- _SUPPLIED PASSAGE_:
Family Mealtimes Decrease Teen Rebellion

Dr. Blake Bowden of the Cincinnati Children’s Hospital Center, along with his colleagues, surveyed 527 teenagers to learn what family and lifestyle characteristics were related to mental health and adjustment. What they observed is that adolescents whose parents ate dinner with them five times per week or more were the least likely to be on drugs, to be depressed or to be in trouble with the law.

They were also more likely to be doing well in school and to be surrounded by a supportive circle of friends. The benefit was seen even for families that didn’t eat together at home. Those who met at fast-food restaurants had the same result. By contrast, the more poorly adjusted teens had parents who ate with them only three evenings per week or less.

Parental involvement is the key to getting kids through the storms of adolescence.

And here’s another investigation geared to younger children. Dr. Catherine Snow, professor of education at Harvard’s Graduate School of Education, followed 65 families over an eight-year period. She found that dinnertime was of more value to child development than playtime, school and story time. Clearly, there is power in “breaking bread” together.

- _TASK ITEM_:
In the passage on family mealtimes, how many teenagers did Dr. Blake Bowden and his colleagues survey? The material that comes next has nothing to do with this passage.

- _RECORDED DATA_:
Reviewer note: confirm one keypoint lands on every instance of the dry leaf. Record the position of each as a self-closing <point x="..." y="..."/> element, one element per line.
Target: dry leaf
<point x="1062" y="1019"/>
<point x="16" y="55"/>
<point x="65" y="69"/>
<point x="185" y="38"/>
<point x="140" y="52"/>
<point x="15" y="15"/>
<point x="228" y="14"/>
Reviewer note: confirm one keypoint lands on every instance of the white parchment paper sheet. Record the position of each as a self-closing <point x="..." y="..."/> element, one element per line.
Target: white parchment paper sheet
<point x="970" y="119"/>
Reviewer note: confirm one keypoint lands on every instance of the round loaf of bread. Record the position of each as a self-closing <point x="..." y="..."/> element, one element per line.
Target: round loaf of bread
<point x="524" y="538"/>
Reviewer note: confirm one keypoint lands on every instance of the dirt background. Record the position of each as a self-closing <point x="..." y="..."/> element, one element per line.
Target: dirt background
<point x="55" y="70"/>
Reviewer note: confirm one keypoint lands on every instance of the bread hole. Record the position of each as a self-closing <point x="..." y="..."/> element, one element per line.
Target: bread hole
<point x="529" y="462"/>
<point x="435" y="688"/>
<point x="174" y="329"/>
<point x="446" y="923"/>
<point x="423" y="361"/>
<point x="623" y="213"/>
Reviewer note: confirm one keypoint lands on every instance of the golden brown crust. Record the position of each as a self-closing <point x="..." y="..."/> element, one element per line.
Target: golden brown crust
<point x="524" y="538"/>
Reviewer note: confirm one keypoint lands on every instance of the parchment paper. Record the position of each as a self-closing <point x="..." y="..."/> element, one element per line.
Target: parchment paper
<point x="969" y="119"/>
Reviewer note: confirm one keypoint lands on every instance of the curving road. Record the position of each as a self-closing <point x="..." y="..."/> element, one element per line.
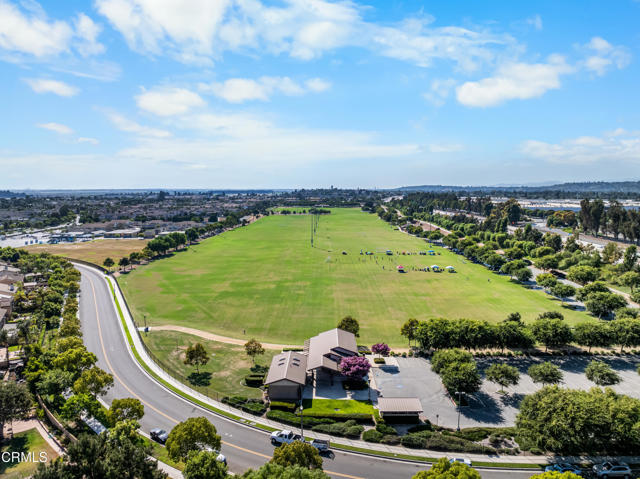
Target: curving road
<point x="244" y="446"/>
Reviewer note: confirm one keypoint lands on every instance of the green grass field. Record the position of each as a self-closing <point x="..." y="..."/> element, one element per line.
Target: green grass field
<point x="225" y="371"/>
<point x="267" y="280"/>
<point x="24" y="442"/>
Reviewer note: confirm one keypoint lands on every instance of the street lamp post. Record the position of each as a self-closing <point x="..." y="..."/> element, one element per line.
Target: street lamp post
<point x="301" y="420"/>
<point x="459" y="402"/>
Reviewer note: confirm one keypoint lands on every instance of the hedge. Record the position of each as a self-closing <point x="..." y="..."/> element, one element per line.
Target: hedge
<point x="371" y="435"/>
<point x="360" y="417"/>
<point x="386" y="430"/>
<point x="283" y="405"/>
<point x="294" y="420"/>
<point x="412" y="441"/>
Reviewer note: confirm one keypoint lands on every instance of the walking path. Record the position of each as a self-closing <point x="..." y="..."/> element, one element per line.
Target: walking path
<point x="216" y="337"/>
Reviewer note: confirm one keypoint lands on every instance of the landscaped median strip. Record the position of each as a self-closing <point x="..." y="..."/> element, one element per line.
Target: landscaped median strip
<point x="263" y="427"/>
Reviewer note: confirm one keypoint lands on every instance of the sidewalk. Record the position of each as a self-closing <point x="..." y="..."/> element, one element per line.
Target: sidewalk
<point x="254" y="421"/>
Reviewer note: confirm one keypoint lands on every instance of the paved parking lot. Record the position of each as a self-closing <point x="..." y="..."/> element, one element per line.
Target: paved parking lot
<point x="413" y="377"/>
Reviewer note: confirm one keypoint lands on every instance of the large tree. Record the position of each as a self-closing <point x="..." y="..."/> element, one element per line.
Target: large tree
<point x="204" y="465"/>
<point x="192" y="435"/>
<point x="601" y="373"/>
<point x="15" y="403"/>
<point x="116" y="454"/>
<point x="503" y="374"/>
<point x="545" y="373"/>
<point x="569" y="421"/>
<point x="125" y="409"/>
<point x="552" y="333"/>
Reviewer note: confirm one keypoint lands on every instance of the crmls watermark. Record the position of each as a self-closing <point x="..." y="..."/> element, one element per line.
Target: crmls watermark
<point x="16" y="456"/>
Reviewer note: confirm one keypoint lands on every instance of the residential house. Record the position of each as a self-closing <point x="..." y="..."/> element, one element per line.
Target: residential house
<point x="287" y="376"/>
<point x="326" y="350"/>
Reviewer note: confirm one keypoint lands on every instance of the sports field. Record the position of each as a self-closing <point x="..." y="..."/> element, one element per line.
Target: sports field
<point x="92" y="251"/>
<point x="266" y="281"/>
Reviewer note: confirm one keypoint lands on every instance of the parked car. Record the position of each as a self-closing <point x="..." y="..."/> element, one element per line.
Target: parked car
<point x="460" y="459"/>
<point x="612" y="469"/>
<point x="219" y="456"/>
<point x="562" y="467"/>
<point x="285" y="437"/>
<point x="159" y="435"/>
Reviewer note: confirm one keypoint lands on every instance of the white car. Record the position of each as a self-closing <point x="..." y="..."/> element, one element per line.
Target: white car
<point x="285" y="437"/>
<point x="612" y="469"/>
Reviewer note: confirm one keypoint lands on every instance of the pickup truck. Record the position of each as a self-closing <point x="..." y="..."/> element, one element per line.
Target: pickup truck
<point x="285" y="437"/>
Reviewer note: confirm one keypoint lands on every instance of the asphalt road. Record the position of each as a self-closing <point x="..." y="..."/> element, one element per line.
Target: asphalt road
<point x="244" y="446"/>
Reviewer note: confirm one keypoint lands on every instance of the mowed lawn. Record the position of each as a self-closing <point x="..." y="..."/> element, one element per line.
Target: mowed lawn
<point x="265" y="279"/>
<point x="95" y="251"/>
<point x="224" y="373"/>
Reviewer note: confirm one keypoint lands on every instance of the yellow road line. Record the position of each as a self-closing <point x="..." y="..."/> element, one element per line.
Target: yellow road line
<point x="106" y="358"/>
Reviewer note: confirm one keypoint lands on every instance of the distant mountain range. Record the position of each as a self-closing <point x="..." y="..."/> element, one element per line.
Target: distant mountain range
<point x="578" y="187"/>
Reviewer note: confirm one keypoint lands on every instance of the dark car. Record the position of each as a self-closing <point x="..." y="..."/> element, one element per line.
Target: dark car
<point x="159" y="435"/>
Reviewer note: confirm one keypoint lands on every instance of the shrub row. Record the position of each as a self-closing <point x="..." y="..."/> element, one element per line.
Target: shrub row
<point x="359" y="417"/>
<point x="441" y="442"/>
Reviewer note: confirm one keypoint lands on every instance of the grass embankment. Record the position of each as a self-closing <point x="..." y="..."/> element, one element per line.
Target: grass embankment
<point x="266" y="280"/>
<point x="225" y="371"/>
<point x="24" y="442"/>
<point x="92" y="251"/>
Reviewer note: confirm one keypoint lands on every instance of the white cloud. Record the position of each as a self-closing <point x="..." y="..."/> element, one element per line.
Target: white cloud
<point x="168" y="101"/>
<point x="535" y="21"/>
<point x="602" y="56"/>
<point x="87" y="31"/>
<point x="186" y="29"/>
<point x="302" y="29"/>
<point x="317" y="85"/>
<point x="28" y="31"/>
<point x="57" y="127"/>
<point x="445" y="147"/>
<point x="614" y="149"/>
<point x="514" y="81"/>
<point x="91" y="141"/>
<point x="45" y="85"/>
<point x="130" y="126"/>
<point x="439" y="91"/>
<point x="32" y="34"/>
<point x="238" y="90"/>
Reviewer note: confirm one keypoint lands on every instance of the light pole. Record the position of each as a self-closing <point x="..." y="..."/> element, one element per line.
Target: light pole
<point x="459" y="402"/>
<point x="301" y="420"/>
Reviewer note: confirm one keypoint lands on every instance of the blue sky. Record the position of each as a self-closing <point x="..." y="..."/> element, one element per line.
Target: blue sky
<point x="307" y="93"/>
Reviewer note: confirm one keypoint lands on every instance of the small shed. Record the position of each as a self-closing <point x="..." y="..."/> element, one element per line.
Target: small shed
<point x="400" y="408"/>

==

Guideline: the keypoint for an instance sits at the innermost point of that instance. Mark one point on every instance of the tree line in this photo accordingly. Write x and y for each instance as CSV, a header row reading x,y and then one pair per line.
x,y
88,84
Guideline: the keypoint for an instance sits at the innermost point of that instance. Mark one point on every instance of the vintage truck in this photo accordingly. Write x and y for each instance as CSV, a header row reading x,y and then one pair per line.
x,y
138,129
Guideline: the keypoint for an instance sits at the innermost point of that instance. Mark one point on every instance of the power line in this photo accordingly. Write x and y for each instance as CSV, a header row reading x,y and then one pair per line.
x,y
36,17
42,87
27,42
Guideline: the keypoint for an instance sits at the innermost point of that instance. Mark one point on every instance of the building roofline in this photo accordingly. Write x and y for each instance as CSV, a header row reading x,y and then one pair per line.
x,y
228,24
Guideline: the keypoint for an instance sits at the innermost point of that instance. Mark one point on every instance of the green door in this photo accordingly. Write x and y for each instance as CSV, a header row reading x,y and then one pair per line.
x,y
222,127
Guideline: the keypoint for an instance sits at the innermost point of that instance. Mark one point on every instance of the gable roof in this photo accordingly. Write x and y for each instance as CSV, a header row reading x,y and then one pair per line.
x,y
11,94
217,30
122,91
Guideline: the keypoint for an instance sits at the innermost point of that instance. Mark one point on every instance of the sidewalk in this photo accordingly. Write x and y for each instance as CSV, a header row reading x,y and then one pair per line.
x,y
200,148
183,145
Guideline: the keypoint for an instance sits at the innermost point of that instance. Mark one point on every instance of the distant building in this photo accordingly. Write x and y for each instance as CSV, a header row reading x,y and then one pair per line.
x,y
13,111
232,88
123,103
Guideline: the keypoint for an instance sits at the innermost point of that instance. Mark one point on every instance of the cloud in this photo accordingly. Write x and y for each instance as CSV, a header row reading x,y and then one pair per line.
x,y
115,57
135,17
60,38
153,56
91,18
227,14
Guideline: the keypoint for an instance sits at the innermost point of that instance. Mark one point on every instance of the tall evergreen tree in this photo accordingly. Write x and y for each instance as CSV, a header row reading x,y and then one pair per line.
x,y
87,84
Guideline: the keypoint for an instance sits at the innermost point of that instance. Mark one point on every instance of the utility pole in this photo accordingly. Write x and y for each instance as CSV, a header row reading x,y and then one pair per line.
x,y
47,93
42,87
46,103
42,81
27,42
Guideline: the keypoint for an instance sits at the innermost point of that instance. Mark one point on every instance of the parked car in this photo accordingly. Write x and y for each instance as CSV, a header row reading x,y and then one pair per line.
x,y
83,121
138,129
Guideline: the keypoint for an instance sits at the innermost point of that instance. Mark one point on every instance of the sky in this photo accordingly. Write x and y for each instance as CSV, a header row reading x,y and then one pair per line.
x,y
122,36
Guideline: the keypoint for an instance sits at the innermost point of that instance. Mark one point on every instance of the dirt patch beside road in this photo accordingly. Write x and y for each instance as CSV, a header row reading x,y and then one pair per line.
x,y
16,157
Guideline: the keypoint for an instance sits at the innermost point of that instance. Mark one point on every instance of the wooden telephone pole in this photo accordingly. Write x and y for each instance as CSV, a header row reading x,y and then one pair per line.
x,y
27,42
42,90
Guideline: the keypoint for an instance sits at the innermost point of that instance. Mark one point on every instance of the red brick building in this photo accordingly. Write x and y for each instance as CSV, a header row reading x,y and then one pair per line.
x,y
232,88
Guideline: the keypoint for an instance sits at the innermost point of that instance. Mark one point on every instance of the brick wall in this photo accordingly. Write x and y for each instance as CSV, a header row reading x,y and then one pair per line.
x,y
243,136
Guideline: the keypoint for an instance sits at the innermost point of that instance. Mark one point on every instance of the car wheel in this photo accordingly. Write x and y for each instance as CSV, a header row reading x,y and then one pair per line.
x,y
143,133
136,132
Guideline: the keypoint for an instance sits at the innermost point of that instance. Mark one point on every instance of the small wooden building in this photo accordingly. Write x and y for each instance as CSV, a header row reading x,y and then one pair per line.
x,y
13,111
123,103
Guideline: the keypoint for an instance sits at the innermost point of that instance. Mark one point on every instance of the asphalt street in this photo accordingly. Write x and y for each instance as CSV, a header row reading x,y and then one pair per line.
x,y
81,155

---

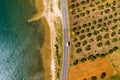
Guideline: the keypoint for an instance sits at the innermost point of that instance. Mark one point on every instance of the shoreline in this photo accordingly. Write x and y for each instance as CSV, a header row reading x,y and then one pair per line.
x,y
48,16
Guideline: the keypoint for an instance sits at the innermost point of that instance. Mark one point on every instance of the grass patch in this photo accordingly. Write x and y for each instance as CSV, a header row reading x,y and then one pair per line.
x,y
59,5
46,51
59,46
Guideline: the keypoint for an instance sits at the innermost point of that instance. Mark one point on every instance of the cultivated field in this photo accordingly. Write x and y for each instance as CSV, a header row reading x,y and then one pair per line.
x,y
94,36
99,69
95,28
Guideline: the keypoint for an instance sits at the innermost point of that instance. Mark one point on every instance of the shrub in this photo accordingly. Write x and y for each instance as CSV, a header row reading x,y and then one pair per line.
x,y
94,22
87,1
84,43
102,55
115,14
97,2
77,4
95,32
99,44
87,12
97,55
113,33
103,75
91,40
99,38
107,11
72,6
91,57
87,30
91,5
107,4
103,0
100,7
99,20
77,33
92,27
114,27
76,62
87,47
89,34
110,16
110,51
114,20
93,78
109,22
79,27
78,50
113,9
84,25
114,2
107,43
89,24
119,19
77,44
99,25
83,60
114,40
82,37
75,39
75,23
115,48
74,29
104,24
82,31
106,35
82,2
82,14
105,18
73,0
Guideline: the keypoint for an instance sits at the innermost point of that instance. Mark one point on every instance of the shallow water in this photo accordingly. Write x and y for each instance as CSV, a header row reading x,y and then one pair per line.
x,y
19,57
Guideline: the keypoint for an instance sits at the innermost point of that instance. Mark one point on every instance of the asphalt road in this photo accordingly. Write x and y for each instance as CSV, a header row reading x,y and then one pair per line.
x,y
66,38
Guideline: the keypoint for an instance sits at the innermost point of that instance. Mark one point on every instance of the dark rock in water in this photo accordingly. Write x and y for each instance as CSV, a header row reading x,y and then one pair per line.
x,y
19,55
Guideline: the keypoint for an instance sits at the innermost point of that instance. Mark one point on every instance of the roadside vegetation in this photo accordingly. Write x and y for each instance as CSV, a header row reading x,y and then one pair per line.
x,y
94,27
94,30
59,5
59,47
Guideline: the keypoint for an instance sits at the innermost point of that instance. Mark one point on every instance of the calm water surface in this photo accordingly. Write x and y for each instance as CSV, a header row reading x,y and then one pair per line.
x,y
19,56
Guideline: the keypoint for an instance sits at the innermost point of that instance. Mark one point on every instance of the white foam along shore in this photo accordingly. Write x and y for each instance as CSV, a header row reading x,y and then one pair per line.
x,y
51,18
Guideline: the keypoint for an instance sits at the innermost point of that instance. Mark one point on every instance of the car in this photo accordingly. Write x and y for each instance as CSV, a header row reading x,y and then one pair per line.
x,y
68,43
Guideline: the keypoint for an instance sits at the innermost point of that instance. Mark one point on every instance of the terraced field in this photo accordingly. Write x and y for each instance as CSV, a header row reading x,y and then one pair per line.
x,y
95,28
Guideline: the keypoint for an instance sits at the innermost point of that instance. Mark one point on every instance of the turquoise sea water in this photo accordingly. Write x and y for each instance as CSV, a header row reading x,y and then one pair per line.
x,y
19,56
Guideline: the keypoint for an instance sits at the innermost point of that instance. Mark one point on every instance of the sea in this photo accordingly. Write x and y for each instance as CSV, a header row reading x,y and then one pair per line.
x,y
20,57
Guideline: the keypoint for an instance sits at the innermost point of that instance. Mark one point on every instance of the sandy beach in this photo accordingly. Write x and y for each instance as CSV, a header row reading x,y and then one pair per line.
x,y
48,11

- _RESULT OF THIS TASK_:
527 teenagers.